• [Was zu tun ist]
Finde in den Daten unten jede Zeile, in der das Wort "clicks" vorkommt, und schreib diese Zeilen ab. Achte dabei auf Groß- und Kleinschreibung.

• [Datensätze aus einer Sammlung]
━━━━
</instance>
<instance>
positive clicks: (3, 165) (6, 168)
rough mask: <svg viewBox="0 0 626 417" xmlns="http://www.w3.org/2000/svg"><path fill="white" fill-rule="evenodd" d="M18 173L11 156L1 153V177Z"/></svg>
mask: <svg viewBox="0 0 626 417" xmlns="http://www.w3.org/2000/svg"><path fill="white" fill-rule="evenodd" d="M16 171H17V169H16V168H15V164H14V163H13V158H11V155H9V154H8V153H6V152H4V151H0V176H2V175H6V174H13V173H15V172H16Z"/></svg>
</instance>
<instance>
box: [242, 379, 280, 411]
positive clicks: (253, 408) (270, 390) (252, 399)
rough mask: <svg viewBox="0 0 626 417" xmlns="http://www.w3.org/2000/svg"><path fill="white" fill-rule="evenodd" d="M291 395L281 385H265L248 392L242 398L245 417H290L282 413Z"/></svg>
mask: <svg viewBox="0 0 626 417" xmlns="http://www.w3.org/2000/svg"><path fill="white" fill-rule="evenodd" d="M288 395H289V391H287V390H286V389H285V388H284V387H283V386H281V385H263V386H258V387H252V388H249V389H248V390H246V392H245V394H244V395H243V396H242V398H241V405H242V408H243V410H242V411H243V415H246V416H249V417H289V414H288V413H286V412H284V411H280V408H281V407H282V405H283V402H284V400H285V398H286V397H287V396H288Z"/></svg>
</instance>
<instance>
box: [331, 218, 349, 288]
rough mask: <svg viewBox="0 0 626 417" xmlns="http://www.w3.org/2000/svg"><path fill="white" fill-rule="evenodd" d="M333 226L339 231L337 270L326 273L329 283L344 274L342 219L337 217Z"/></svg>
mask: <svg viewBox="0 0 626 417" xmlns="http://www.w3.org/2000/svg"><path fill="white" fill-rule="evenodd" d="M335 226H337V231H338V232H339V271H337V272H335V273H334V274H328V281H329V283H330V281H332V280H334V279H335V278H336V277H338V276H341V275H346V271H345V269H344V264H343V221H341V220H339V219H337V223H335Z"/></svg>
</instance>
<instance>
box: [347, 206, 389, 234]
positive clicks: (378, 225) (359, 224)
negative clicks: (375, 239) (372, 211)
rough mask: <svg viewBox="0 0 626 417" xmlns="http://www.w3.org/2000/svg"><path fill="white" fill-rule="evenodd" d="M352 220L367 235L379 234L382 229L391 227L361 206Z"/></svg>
━━━━
• [Antwort unten]
positive clicks: (3, 165) (6, 168)
positive clicks: (253, 408) (270, 390) (252, 399)
positive clicks: (378, 225) (359, 224)
negative clicks: (375, 239) (372, 211)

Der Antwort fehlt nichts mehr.